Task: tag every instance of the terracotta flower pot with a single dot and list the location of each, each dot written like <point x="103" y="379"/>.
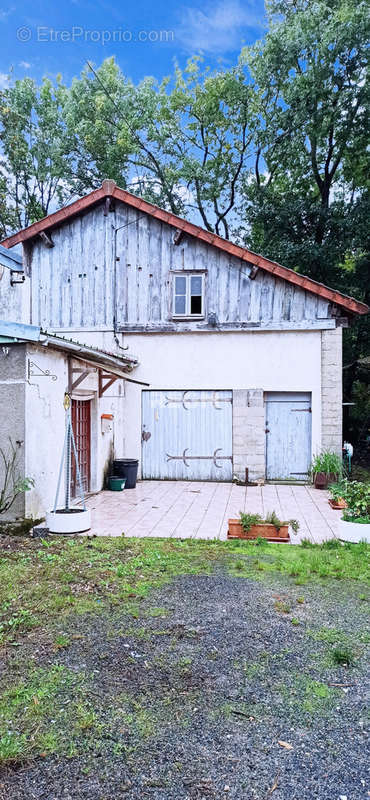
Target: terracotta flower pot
<point x="338" y="503"/>
<point x="262" y="530"/>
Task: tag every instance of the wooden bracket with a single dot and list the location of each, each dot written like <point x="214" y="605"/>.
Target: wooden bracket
<point x="109" y="380"/>
<point x="48" y="242"/>
<point x="81" y="378"/>
<point x="178" y="236"/>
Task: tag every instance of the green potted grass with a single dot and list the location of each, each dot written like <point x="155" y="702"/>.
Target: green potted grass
<point x="326" y="468"/>
<point x="253" y="526"/>
<point x="336" y="491"/>
<point x="354" y="525"/>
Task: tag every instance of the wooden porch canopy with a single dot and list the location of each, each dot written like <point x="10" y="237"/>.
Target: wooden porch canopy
<point x="109" y="366"/>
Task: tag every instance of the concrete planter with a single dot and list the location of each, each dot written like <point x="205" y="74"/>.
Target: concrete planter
<point x="264" y="530"/>
<point x="75" y="520"/>
<point x="353" y="531"/>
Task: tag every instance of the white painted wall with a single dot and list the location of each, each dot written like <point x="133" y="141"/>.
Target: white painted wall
<point x="278" y="361"/>
<point x="287" y="361"/>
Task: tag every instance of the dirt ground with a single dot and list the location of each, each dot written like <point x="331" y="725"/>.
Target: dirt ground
<point x="213" y="687"/>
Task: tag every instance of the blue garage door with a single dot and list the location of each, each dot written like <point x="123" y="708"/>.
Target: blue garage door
<point x="187" y="435"/>
<point x="288" y="436"/>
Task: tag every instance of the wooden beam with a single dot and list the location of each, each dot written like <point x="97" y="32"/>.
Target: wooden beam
<point x="81" y="378"/>
<point x="110" y="379"/>
<point x="108" y="205"/>
<point x="46" y="238"/>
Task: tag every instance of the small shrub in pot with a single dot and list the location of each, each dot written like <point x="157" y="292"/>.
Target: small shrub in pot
<point x="326" y="467"/>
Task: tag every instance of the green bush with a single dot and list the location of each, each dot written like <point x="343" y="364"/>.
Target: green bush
<point x="327" y="462"/>
<point x="357" y="496"/>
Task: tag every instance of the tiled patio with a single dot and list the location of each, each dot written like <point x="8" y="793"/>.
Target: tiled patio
<point x="185" y="509"/>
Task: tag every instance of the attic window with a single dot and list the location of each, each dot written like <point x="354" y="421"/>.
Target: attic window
<point x="188" y="295"/>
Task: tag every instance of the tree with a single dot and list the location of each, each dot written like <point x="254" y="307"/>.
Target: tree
<point x="182" y="143"/>
<point x="35" y="162"/>
<point x="310" y="72"/>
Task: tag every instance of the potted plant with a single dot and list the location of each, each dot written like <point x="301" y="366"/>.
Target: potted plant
<point x="326" y="467"/>
<point x="253" y="526"/>
<point x="354" y="525"/>
<point x="337" y="490"/>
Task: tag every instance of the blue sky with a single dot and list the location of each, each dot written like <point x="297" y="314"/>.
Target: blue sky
<point x="145" y="37"/>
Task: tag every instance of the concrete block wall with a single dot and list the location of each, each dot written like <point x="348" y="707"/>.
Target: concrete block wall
<point x="331" y="390"/>
<point x="249" y="433"/>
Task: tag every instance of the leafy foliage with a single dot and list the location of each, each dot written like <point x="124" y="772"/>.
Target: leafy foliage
<point x="357" y="496"/>
<point x="248" y="520"/>
<point x="328" y="462"/>
<point x="12" y="484"/>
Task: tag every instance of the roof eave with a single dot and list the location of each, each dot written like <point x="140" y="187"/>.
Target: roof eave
<point x="109" y="189"/>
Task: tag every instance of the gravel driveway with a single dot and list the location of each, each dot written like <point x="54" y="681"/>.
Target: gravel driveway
<point x="217" y="687"/>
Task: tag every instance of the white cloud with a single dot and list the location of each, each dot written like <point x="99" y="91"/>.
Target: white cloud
<point x="219" y="28"/>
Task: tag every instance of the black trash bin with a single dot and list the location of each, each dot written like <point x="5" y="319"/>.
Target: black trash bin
<point x="126" y="468"/>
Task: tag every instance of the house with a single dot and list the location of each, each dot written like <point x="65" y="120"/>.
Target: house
<point x="237" y="359"/>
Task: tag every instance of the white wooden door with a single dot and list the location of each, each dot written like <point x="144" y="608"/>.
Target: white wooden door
<point x="288" y="436"/>
<point x="187" y="435"/>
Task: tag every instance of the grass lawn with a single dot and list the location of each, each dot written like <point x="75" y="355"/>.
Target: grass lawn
<point x="108" y="645"/>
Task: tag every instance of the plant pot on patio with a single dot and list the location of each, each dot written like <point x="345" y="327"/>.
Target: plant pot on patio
<point x="71" y="520"/>
<point x="263" y="530"/>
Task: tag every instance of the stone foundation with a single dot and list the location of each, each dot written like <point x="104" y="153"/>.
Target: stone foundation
<point x="249" y="434"/>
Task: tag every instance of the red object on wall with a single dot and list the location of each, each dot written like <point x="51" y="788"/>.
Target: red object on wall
<point x="81" y="424"/>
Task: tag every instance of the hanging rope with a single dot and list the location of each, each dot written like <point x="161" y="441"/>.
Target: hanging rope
<point x="69" y="439"/>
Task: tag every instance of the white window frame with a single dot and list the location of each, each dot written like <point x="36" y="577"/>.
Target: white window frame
<point x="188" y="276"/>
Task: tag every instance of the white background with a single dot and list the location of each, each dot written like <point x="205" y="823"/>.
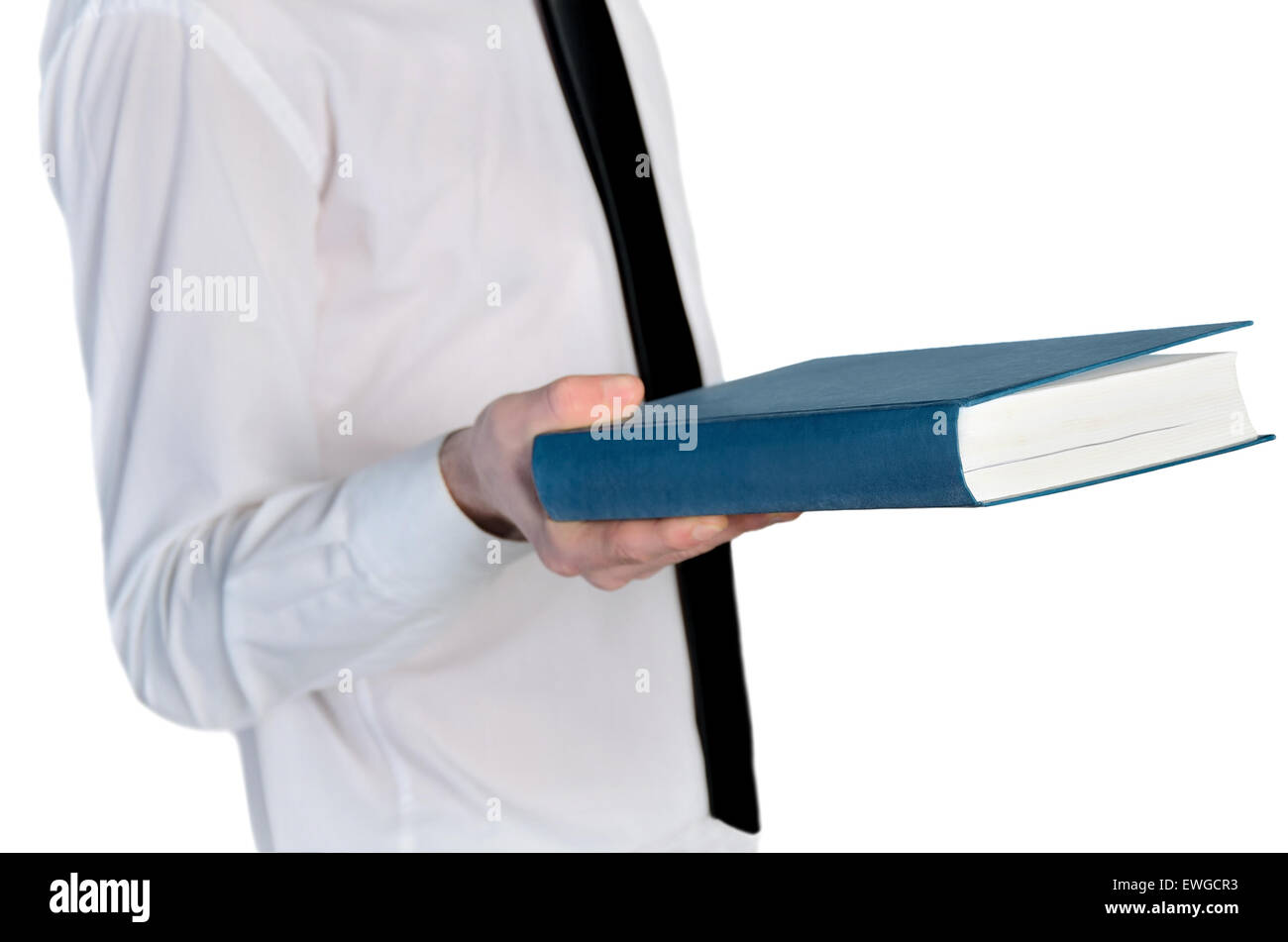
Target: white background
<point x="1095" y="671"/>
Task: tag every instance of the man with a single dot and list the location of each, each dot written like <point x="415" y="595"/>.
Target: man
<point x="310" y="241"/>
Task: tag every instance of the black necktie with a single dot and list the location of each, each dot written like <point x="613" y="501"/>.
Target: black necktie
<point x="595" y="84"/>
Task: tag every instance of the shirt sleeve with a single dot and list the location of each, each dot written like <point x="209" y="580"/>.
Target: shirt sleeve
<point x="236" y="577"/>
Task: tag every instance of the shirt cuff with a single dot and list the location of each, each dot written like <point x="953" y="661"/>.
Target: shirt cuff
<point x="411" y="538"/>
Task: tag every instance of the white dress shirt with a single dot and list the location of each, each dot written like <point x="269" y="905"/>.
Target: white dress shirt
<point x="310" y="240"/>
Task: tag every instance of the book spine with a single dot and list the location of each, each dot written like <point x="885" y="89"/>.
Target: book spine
<point x="844" y="460"/>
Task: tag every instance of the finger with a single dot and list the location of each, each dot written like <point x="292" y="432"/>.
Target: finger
<point x="572" y="401"/>
<point x="591" y="546"/>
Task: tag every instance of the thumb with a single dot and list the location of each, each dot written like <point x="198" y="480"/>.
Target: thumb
<point x="572" y="401"/>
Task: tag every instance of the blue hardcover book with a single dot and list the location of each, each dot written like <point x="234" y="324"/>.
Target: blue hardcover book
<point x="960" y="426"/>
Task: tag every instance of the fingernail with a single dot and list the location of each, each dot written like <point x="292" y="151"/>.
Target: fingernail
<point x="707" y="529"/>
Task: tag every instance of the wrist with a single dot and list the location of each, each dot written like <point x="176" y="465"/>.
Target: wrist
<point x="456" y="463"/>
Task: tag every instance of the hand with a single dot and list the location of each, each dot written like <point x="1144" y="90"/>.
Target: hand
<point x="488" y="472"/>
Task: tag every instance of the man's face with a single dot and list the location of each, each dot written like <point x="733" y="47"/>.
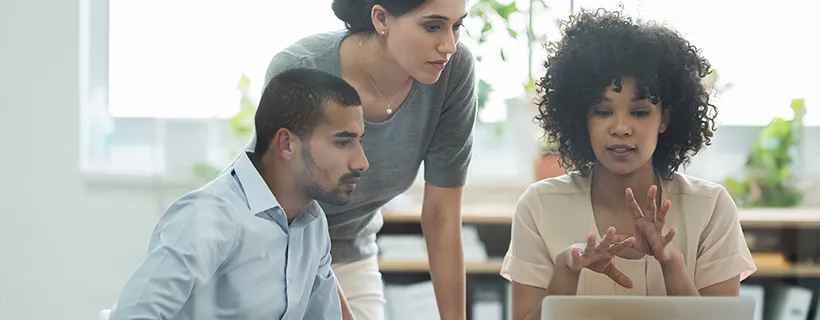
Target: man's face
<point x="333" y="158"/>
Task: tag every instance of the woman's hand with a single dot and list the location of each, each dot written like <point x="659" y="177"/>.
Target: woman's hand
<point x="649" y="226"/>
<point x="598" y="257"/>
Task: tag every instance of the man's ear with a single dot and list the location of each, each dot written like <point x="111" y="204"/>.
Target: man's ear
<point x="284" y="143"/>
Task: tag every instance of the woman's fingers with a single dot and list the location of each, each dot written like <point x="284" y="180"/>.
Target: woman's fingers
<point x="620" y="245"/>
<point x="669" y="236"/>
<point x="590" y="248"/>
<point x="663" y="212"/>
<point x="609" y="238"/>
<point x="651" y="197"/>
<point x="616" y="275"/>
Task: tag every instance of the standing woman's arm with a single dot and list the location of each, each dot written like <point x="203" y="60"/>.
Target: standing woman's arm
<point x="445" y="171"/>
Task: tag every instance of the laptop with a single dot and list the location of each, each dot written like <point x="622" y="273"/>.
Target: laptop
<point x="647" y="307"/>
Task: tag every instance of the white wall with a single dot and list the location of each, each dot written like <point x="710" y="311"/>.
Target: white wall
<point x="64" y="249"/>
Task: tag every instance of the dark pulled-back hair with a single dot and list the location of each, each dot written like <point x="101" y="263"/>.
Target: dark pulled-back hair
<point x="599" y="47"/>
<point x="356" y="13"/>
<point x="295" y="100"/>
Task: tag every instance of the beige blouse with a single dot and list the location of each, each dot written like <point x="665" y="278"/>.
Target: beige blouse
<point x="553" y="214"/>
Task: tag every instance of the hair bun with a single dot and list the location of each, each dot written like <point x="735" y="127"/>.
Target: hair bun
<point x="354" y="13"/>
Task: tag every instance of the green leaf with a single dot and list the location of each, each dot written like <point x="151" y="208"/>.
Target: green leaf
<point x="505" y="11"/>
<point x="487" y="27"/>
<point x="797" y="105"/>
<point x="512" y="33"/>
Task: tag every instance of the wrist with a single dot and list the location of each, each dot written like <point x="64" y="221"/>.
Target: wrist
<point x="671" y="259"/>
<point x="564" y="261"/>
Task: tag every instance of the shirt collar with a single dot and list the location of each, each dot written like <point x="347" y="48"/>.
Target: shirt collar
<point x="259" y="196"/>
<point x="257" y="192"/>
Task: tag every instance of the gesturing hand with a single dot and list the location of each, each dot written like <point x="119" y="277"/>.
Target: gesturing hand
<point x="649" y="226"/>
<point x="598" y="257"/>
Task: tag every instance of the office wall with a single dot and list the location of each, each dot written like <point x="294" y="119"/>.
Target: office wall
<point x="64" y="249"/>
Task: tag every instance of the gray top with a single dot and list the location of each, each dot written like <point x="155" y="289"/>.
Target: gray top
<point x="433" y="125"/>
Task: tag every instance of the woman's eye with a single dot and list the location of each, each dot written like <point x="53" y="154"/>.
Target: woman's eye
<point x="602" y="112"/>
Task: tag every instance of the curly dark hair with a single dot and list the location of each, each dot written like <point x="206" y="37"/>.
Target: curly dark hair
<point x="598" y="47"/>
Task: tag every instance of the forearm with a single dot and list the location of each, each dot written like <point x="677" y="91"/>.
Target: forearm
<point x="676" y="278"/>
<point x="442" y="233"/>
<point x="563" y="282"/>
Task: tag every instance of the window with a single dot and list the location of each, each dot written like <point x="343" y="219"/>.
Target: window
<point x="183" y="58"/>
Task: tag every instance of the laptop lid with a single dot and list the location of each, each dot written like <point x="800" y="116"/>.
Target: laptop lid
<point x="646" y="307"/>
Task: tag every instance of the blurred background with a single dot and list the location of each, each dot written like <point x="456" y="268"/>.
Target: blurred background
<point x="110" y="109"/>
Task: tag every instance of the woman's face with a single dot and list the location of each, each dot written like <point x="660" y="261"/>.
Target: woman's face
<point x="423" y="40"/>
<point x="623" y="130"/>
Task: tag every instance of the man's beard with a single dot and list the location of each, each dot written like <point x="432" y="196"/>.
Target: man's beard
<point x="314" y="176"/>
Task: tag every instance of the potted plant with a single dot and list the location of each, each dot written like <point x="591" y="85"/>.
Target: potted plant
<point x="769" y="180"/>
<point x="241" y="131"/>
<point x="546" y="164"/>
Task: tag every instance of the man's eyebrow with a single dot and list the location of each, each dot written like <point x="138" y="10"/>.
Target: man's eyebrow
<point x="440" y="17"/>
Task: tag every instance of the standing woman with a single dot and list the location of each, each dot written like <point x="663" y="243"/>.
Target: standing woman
<point x="416" y="83"/>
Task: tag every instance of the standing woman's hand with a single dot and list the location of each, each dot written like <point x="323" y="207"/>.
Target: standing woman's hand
<point x="649" y="237"/>
<point x="598" y="257"/>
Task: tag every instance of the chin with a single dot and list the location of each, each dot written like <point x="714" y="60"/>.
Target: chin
<point x="427" y="78"/>
<point x="621" y="169"/>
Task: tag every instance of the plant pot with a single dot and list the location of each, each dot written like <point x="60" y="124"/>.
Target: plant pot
<point x="546" y="166"/>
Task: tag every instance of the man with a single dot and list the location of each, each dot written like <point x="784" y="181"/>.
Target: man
<point x="253" y="243"/>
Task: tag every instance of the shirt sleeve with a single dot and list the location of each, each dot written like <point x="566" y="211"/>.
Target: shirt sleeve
<point x="280" y="62"/>
<point x="723" y="253"/>
<point x="528" y="260"/>
<point x="450" y="151"/>
<point x="324" y="298"/>
<point x="193" y="238"/>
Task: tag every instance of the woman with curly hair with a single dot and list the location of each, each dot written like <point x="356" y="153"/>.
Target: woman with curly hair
<point x="626" y="103"/>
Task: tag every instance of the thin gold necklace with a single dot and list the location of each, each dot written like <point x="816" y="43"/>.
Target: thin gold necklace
<point x="361" y="61"/>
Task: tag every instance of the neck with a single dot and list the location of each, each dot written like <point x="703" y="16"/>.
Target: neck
<point x="609" y="189"/>
<point x="371" y="62"/>
<point x="281" y="184"/>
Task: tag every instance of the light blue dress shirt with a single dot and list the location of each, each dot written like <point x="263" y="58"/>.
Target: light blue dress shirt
<point x="226" y="251"/>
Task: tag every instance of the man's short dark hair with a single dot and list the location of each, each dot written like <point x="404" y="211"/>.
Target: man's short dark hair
<point x="295" y="100"/>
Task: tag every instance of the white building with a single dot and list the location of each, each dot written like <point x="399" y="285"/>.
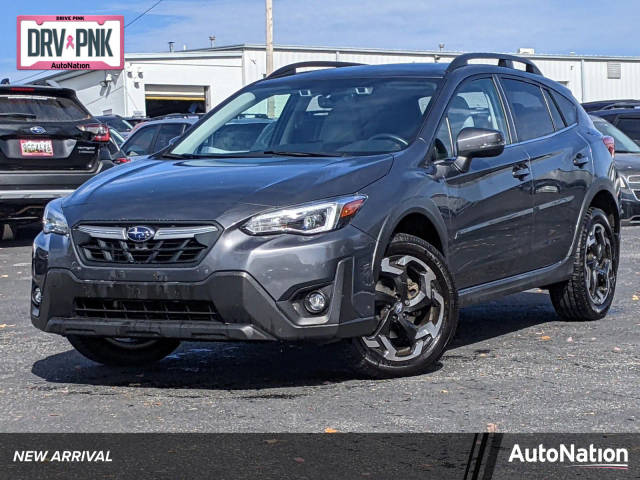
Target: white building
<point x="181" y="81"/>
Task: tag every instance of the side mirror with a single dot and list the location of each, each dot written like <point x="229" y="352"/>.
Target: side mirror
<point x="475" y="143"/>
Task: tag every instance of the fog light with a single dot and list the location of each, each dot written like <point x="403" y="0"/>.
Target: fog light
<point x="315" y="302"/>
<point x="37" y="296"/>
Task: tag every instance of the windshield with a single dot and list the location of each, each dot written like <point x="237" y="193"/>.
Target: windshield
<point x="355" y="116"/>
<point x="27" y="108"/>
<point x="623" y="144"/>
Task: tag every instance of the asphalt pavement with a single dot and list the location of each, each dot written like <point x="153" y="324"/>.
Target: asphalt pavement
<point x="512" y="367"/>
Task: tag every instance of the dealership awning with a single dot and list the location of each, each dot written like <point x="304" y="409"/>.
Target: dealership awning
<point x="174" y="92"/>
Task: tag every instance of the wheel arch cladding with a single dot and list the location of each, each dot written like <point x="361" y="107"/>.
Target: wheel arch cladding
<point x="605" y="201"/>
<point x="421" y="226"/>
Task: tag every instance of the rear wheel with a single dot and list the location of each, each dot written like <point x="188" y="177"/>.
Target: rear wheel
<point x="123" y="352"/>
<point x="417" y="309"/>
<point x="588" y="294"/>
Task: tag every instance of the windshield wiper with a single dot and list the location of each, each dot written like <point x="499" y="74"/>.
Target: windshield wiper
<point x="284" y="153"/>
<point x="17" y="114"/>
<point x="181" y="156"/>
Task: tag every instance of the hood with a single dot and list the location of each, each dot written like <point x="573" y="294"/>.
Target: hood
<point x="225" y="190"/>
<point x="627" y="163"/>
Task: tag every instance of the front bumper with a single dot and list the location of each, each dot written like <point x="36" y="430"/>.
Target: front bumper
<point x="261" y="301"/>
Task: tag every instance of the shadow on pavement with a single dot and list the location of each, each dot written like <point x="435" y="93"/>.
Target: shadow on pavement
<point x="248" y="366"/>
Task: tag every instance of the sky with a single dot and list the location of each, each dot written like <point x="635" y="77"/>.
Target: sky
<point x="586" y="27"/>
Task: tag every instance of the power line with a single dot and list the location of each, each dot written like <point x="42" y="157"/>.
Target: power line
<point x="144" y="13"/>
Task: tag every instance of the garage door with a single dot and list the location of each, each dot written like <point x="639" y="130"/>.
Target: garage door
<point x="174" y="92"/>
<point x="167" y="99"/>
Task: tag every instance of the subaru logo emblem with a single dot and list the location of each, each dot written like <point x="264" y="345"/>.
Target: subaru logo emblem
<point x="140" y="234"/>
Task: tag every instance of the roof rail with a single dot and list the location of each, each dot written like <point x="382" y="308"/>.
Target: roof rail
<point x="627" y="104"/>
<point x="504" y="60"/>
<point x="291" y="69"/>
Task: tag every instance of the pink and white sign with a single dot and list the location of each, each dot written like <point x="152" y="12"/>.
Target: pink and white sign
<point x="70" y="42"/>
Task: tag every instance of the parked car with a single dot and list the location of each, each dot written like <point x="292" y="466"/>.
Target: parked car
<point x="624" y="116"/>
<point x="116" y="137"/>
<point x="116" y="122"/>
<point x="152" y="136"/>
<point x="627" y="159"/>
<point x="378" y="201"/>
<point x="49" y="145"/>
<point x="601" y="104"/>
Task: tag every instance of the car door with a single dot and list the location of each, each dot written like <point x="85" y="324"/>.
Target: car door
<point x="546" y="125"/>
<point x="491" y="209"/>
<point x="166" y="133"/>
<point x="141" y="142"/>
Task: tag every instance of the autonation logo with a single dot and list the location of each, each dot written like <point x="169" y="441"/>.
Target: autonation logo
<point x="572" y="456"/>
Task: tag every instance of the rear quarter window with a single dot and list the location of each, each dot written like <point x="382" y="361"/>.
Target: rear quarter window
<point x="40" y="108"/>
<point x="567" y="108"/>
<point x="529" y="109"/>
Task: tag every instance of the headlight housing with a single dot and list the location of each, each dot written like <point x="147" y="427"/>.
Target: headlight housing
<point x="307" y="219"/>
<point x="53" y="220"/>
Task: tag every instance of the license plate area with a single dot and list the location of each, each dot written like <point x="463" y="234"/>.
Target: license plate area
<point x="36" y="148"/>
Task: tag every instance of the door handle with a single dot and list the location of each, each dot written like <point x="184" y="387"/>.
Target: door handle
<point x="580" y="160"/>
<point x="520" y="172"/>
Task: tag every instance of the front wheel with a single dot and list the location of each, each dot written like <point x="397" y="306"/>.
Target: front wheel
<point x="8" y="232"/>
<point x="588" y="294"/>
<point x="416" y="304"/>
<point x="123" y="352"/>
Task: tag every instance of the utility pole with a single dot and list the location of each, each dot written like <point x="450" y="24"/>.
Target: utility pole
<point x="269" y="52"/>
<point x="269" y="36"/>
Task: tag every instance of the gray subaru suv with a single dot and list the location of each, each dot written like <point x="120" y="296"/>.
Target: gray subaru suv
<point x="364" y="204"/>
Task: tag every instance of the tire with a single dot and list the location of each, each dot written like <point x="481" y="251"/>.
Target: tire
<point x="394" y="354"/>
<point x="576" y="299"/>
<point x="9" y="232"/>
<point x="123" y="352"/>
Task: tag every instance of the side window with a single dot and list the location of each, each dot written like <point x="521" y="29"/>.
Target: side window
<point x="140" y="142"/>
<point x="630" y="126"/>
<point x="567" y="107"/>
<point x="530" y="112"/>
<point x="442" y="145"/>
<point x="476" y="104"/>
<point x="558" y="122"/>
<point x="166" y="133"/>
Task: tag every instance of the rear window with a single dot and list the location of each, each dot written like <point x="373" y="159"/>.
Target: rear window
<point x="530" y="112"/>
<point x="41" y="108"/>
<point x="567" y="107"/>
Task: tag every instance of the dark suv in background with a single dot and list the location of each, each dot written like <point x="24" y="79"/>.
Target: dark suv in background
<point x="624" y="115"/>
<point x="374" y="203"/>
<point x="49" y="145"/>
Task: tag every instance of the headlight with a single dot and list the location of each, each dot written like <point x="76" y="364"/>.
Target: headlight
<point x="53" y="220"/>
<point x="306" y="219"/>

Goal of the exercise => Print exactly the lines above, starting at the line that contains "Task: tag every instance of the rear window" and ending with the last line of the records, both included.

Task result =>
Task: tag every instance of the rear window with a single dot and list the location of each, each dot written like <point x="373" y="159"/>.
Target: rear window
<point x="530" y="112"/>
<point x="41" y="108"/>
<point x="567" y="107"/>
Task: tag every instance of the dark suv in background with a single dot and list the location of each, each dot written like <point x="24" y="79"/>.
Target: dark suv in background
<point x="624" y="115"/>
<point x="374" y="203"/>
<point x="49" y="145"/>
Task: tag every instance of the headlight with a single dot and list the location of each, each dot written like <point x="76" y="364"/>.
Target: headlight
<point x="53" y="220"/>
<point x="306" y="219"/>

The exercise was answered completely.